# GOAL OF THE EXERCISE
Return each line of the material below exactly. Begin at the first and end on the line with "399L221 214L67 230L42".

# SUPPLIED MATERIAL
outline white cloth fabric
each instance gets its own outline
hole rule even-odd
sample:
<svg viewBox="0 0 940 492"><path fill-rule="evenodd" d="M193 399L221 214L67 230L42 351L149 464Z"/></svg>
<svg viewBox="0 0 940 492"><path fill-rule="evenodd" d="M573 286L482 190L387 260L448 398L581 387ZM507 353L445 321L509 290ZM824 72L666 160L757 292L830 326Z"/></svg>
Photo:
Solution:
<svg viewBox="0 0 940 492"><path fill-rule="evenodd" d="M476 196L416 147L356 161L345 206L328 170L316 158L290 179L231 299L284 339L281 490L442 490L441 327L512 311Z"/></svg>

# EXERCISE RESPONSE
outline white cloth fabric
each instance gets its own outline
hole rule even-odd
sample:
<svg viewBox="0 0 940 492"><path fill-rule="evenodd" d="M193 399L221 214L67 230L42 351L149 464Z"/></svg>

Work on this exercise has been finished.